+++ PASSAGE GIVEN +++

You are viewing a plain text version of this content. The canonical link for it is here.

Posted to user@hadoop.apache.org by john smith <js...@gmail.com> on 2012/11/01 10:01:31 UTC

Low shuffle transfer speeds

Hi list,

I have jobs that generate huge amount of intermediate data. For eg: One of
my job generates almost 12 GB map output. I have 8 datanodes/TTs and 1
master.

My reduce progress shows that the copy speed in range 0.55 - 1 MBps , but
normal file transfers between my datanodes generally go up to 40-50 MBps.
Why is my shuffle speed so slow?

Also how is that number calculated ? What exactly does that signify? (Is it
the avg speed of all mappers to that particular reducer? or anything else?)
 Any suggestions?

Thanks

Re: Low shuffle transfer speeds

Posted by Harsh J <ha...@cloudera.com>.

Hi,

The reducer copies map outputs progressively (as and when they
complete) unless configured otherwise. It is normal hence, for the
overall average (thats what it is currently, unfortunately), to show
up lower than the actual value since there are periods where the
reducer is idle in waiting for further map task waves to complete.

You can control the mapred.reduce.slowstart.completed.maps (5% (0.05)
by default) to control the threshold of overall maps completion
percentage the reducer should begin copying outputs at. An increased
value, such as 80% (0.8) will let your Reducers copy more data
continuously (since it does not have to wait much).

+++ ENTRIES SHOWN +++

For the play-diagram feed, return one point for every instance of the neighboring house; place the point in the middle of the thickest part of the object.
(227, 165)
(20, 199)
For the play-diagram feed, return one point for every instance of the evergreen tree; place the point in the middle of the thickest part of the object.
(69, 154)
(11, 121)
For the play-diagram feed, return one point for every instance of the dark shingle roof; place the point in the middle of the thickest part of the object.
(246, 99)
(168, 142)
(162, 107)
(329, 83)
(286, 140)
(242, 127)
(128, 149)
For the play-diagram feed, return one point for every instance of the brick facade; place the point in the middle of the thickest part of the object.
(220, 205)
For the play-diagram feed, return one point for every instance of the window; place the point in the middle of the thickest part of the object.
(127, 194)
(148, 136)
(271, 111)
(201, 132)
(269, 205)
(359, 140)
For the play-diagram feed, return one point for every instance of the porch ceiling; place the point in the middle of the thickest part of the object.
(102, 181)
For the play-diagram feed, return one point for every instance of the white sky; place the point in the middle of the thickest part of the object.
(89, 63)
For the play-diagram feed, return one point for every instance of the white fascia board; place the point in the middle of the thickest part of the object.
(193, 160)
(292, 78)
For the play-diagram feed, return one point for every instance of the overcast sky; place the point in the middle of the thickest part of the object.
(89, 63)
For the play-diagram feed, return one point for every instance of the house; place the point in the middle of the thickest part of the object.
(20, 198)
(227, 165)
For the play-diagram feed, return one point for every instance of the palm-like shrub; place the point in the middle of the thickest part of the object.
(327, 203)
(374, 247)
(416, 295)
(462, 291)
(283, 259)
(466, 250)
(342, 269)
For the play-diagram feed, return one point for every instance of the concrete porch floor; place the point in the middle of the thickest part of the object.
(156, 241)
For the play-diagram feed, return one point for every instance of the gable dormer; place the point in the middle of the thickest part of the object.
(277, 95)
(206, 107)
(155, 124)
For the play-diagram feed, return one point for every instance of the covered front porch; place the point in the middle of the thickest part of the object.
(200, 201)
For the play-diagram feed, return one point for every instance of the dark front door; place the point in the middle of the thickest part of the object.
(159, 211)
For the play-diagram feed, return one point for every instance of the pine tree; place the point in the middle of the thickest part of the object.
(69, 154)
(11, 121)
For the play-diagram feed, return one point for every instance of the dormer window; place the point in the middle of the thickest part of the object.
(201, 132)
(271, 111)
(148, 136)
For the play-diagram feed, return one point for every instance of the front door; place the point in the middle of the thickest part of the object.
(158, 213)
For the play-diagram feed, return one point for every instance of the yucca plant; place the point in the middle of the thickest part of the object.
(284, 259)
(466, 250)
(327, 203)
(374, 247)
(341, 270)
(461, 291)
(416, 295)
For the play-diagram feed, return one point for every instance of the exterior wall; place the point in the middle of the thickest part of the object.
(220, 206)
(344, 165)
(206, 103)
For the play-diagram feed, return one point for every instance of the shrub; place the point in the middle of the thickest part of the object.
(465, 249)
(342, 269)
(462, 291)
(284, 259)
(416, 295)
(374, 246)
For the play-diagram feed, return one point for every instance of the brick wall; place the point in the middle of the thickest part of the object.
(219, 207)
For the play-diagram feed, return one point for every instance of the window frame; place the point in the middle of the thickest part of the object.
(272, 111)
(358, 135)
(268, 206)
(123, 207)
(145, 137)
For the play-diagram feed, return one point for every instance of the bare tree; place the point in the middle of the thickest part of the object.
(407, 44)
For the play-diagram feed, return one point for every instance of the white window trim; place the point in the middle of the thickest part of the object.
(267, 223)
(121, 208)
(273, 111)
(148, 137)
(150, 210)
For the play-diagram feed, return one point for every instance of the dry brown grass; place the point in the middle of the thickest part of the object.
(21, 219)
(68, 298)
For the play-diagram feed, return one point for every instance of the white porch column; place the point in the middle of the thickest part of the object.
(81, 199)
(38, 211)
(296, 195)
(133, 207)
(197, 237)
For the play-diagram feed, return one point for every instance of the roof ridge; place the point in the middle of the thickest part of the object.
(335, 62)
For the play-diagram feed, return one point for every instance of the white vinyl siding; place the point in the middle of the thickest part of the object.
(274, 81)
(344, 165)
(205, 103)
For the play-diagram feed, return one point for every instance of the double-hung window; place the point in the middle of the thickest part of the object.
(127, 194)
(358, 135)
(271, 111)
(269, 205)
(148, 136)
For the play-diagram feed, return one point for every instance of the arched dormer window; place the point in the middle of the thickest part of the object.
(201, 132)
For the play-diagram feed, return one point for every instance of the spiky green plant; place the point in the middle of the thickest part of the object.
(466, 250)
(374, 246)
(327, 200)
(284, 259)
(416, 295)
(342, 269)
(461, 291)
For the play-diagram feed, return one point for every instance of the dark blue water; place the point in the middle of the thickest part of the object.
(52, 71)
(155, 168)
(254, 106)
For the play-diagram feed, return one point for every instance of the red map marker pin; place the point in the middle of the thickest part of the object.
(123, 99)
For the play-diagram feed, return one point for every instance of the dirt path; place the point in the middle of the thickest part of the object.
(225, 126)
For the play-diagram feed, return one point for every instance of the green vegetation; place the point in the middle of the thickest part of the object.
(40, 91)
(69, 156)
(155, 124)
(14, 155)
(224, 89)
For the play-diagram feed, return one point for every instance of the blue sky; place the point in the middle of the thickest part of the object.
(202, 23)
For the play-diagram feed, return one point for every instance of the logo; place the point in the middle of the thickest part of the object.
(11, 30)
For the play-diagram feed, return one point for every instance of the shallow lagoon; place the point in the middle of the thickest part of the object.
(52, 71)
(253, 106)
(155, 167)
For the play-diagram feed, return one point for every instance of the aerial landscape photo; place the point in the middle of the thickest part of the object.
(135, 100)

+++

#### GIVEN INSTRUCTION 1:
In the thread on low shuffle transfer speeds, what is the default value of mapred.reduce.slowstart.completed.maps?
#### GIVEN INSTRUCTION 2:
Please return every line of the rows that contains the word "dormer".

#### EXPECTED OUTPUT 1:
5% (0.05).

#### EXPECTED OUTPUT 2:
For the play-diagram feed, return one point for every instance of the gable dormer; place the point in the middle of the thickest part of the object.
For the play-diagram feed, return one point for every instance of the dormer window; place the point in the middle of the thickest part of the object.
For the play-diagram feed, return one point for every instance of the arched dormer window; place the point in the middle of the thickest part of the object.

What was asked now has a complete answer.